- Parts of the exercise -
[a] Translate this sentence from the message about vectorizing reduction loops into Spanish: "I reduced the unit test in question and I'm attaching that at the end of this message."
[b] Carry on the message about vectorizing reduction loops from its last line.

- Excerpted passage -
◇ ◇ ◇ ◇ ◇

Sorry about delayed reply,I've been obsessing on trying to solve one
last snag in the peeling for alignment implementation.
The reduction work was done trying to fix a regression I'd introduced in
the libstdc++-v3 unit tests during the course of the implementing of
these patches.
I reduced the unit test in question and I'm attaching that at the end of
this message.
Ironically, in writing up different testcases in plain C for
gcc.dg/vect, I've since discovered I fail to vectorize far simpler
reduction cases.
For the trivial case of
sum = 0;
while (1)
{
if (a[i] == 0) break;
sum += a[i];
i++;
}
we get the following CFG:
<bb 2> [local count: 118111600]:
_17 = *a_8(D);
if (_17 == 0)
goto <bb 7>; [11.00%]
else
goto <bb 5>; [89.00%]
<bb 5> [local count: 105119324]:
<bb 3> [local count: 955630224]:
# _18 =
# sum_19 = PHI <sum_10(6), sum_7(D)(5)>
# i_21 = PHI <i_11(6), 0(5)>
sum_10 = _18 + sum_19;
i_11 = i_21 + 1;
_1 = (long unsigned int) i_11;
_2 = _1 * 4;
_3 = a_8(D) + _2;
_4 = *_3;
if (_4 == 0)

◇ ◇ ◇ ◇ ◇

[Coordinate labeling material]
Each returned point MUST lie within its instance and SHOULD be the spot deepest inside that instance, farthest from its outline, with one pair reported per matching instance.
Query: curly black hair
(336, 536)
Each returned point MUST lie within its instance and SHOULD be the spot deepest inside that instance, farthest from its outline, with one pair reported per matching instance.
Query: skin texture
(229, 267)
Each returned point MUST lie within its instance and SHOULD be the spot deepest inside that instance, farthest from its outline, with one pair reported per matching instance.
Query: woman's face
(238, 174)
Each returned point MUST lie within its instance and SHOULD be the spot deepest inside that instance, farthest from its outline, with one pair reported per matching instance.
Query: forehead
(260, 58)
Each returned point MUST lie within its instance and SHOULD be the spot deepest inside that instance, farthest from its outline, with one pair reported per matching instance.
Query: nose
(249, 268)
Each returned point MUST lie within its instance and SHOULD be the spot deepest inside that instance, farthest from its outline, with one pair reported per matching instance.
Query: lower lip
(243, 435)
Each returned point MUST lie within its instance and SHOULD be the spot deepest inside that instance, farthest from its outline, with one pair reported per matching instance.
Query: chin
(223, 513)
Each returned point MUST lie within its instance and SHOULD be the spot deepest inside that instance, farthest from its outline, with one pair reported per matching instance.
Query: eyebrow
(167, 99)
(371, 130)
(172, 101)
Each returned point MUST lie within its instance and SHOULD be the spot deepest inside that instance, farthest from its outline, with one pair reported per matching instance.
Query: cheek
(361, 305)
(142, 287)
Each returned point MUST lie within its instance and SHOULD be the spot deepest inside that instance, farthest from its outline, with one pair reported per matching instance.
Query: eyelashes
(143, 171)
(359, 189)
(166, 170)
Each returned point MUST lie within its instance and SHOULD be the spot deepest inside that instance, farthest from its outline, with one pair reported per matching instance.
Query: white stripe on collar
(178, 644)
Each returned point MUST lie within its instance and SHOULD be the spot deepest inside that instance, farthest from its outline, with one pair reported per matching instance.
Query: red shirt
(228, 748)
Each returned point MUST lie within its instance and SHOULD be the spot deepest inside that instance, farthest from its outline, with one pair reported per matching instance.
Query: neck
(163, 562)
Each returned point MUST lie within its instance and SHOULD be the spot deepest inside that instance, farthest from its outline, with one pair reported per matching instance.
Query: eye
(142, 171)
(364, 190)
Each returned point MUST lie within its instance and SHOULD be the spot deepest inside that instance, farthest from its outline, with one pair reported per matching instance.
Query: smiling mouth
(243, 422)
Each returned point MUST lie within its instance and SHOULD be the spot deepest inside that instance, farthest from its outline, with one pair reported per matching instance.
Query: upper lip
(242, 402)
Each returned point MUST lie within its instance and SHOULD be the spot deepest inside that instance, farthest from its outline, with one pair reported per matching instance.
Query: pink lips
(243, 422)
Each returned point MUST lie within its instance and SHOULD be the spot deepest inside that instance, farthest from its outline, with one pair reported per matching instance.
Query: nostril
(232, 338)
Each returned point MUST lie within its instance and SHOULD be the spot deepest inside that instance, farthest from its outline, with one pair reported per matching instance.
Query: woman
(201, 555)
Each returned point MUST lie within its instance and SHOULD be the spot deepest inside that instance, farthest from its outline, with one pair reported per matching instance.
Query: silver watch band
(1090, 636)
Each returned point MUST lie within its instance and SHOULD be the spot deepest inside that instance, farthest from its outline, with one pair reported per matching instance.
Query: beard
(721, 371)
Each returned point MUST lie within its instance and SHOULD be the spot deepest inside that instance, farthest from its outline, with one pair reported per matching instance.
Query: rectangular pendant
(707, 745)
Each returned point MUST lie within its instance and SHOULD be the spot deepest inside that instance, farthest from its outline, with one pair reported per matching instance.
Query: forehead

◇ ◇ ◇ ◇ ◇

- Written answers -
[a] Reduje la prueba unitaria en cuestión y la adjunto al final de este mensaje.

[b]
goto <bb 8>; [11.00%]
else
goto <bb 6>; [89.00%]
and the vectorizer doesn't quite know how to handle the PHI <_4(6),
_17(5)>, categorized as `vect_unknown_def_type', so I'll figure out what
to do about that.
Now for the promised testcase...
#include <numeric>
#include <iterator>
#include <cassert>
int a[] = {4, 5, 6, 7, 8, 9, 10, 11};
double b[] = {0.5, 0.5, 0.5, 0.5, 0.5, 0.5, 0.5, 0.5};
int N = 8;
template<typename _InputIterator1, typename _InputIterator2, typename _Tp>
_Tp
transform_reduce_a(_InputIterator1 a0, _InputIterator1 aN,
_InputIterator2 b0, _Tp accum)
{
while ((aN - a0) >= 4)
{
_Tp __v1 = (a0[0] * b0[0]) + (a0[1] * b0[1]);
_Tp __v2 = (a0[2] * b0[2]) + (a0[3] * b0[3]);
_Tp __v3 = (__v1 + __v2);
accum = (accum + __v3);
a0 += 4;
b0 += 4;
}
for (; a0 != aN; ++a0, (void) ++b0)
accum = (accum + (*a0 * *b0));
return accum;
}
void
test01()
{
auto res = transform_reduce_a(std::begin(a), std::end(a), std::begin(b),
std::move (1.0f));
assert( res == (float)(1 + 30) );
}
int
main()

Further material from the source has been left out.